* Work request 1 *
Translate this sentence from the article on February bond issuance into Spanish: "Supply this year, though, will remain robust, Litvack said."
* Work request 2 *
Carry on the article on February bond issuance, picking up right after its last sentence.
Page excerpt Block Start
February issuance ticks up 1.6%

Issuance in February remained strong despite only ticking up slightly year-over-year.

February's volume was at $33.725 billion in 622 issues, up only 1.6% from $33.191 billion in 614 issues in 2024, according to LSEG data.

While issuance in February is essentially flat, supply remains strong in 2025, said David Litvack, a tax-exempt strategist at BofA.

Last year was a very strong year for issuance, as it broke records and topped $500 billion-plus, so even "that we're ahead even by a small amount speaks to a robust issuance market," he noted.

The slight tick up in supply in February, compared to the 10.8% rise in issuance in January year-over-year, could be a factor of timing, said Matt Fabian, a partner at Municipal Market Analytics.

There was the holiday-shortened week toward the end of the month, and the constant onslaught of news coming out of Washington, D.C., every few days was "chaotic and destabilizing," he said.

There was also an overhang from the California wildfires, which proved to be a setback for the state's government, in particular, Fabian said.

Supply this year, though, will remain robust, Litvack said.

Issuers "deferred" infrastructure needs from 2021 to 2023, he noted.

During that time, issuers were hesitant to issue more debt because they could fund their capital needs with pandemic aid and other internal funds, and they were concerned about the economy's trajectory, according to Litvack.
Page excerpt Block End
Entries provided Block Start
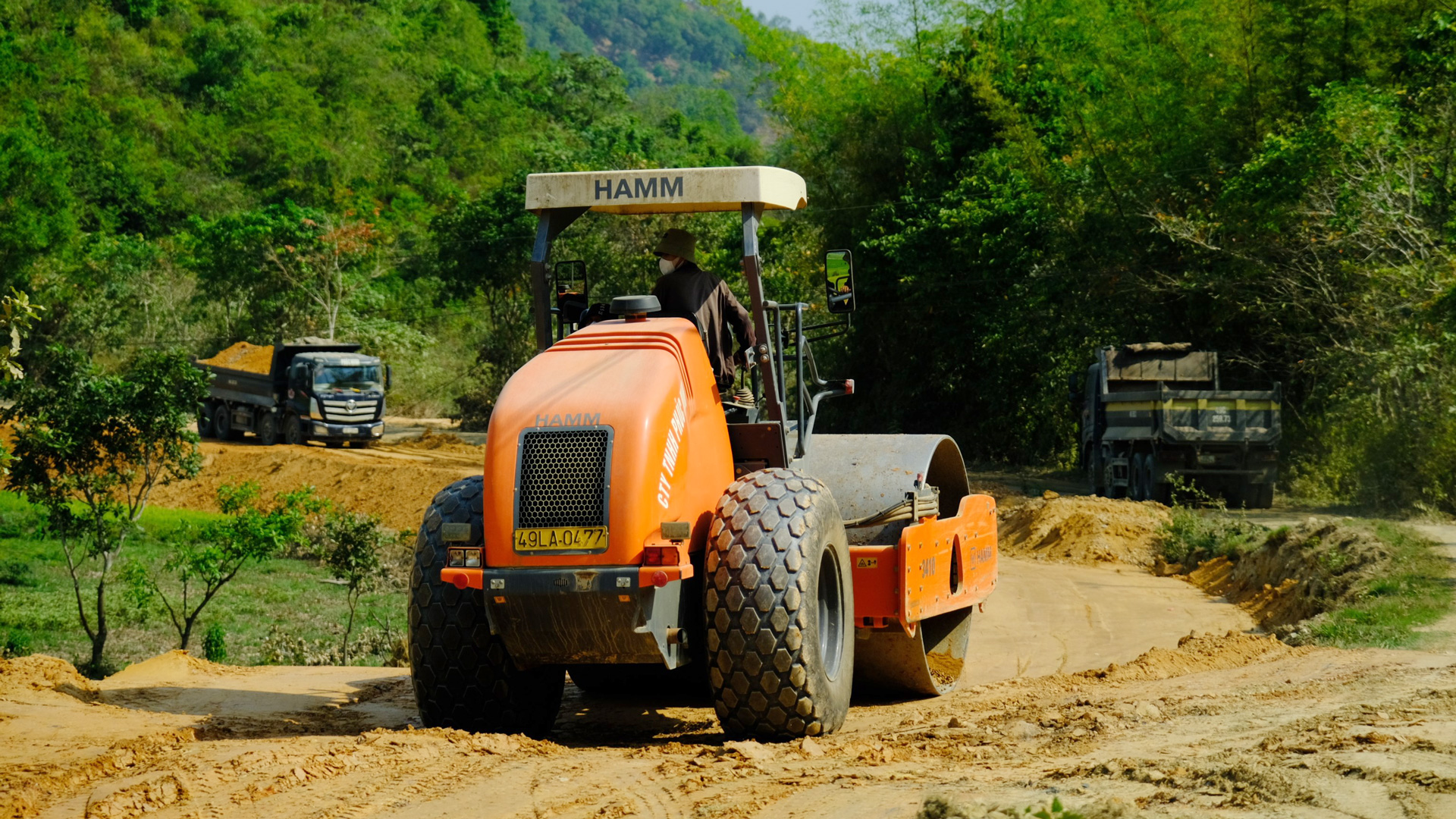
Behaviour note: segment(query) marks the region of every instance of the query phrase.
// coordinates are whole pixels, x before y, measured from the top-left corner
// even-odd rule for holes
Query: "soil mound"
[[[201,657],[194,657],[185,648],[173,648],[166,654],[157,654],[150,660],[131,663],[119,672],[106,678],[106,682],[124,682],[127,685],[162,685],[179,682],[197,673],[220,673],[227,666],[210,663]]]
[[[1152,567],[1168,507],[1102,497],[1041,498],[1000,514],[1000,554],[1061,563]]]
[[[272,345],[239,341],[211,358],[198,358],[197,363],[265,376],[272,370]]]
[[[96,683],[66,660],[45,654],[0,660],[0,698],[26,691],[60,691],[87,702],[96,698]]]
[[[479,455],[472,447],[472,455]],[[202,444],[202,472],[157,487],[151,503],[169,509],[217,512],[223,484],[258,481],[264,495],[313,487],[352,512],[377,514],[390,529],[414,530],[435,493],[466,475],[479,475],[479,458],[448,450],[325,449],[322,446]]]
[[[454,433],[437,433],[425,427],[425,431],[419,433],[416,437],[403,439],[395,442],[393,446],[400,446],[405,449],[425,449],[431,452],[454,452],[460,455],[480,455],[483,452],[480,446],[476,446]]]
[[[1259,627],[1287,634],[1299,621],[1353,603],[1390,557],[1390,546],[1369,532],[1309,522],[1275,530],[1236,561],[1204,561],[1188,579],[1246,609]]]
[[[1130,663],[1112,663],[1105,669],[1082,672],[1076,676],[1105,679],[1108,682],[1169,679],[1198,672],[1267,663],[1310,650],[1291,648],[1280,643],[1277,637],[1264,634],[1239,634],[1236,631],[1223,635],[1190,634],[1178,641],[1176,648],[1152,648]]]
Entries provided Block End
* Task result 1 *
Sin embargo, la oferta de este año seguirá siendo sólida, dijo Litvack.

* Task result 2 *
However, with COVID-era money drying up and infrastructure needs having to be addressed, that will lead to issuers taking to the capital market, he said.

Interest rates are also coming down, Litvack noted.

"To the extent that rates are coming down, that could spark an increase in refunding activity in upcoming months," he said.

The essentially flat figure year-over-year does not dissuade Fabian from believing issuance in 2025 will be at least $500 billion, as he initially predicted.

"Municipal issuance is always lumpy, and it's hard for issuers to accelerate bond issues, according to risks in the market," he said. "But we're talking about a lot of issuance: half a trillion dollars of supply. One month of not surging issuance doesn't interrupt overall expectations."

If anything, the threat to the tax exemption is as high as ever, meaning the market may see an influx of issuance ahead of any full or partial elimination, according to Fabian.

February issuance details
Tax-exempt issuance in February was at $30.46 billion in 558 issues, nearly flat posting just a 0.3% decrease from $30.567 billion in 552 issues a year ago. Taxable issuance rose only 1.9% to $2.483 billion in 61 issues from $2.436 billion in 57 issues in 2024.

New-money issuance dipped 2.5% to $24.403 billion from $25.018 billion, while refundings fell 29.7% to $4.5 billion from $6.393 billion.

Revenue bond issuance increased 4.7% to $22.001 billion from $21.02 billion in February 2024, and general obligation bond sales fell 3.7% to $11.742 billion from $12.171 billion in 2024.

Negotiated deal volume was up 6.8% to $26.655 billion from $24.96 billion a year prior. Competitive sales increased 6.3% to $7.044 billion from $6.627 billion in 2024.

Bond insurance dropped 19.7% to $1.985 billion from $2.471 billion.

Bank-qualified issuance fell 2.2% to $575 million in 148 deals from $587.9 million in 143 deals a year prior.

In the states, the Lone Star State claimed the top spot year-to-date.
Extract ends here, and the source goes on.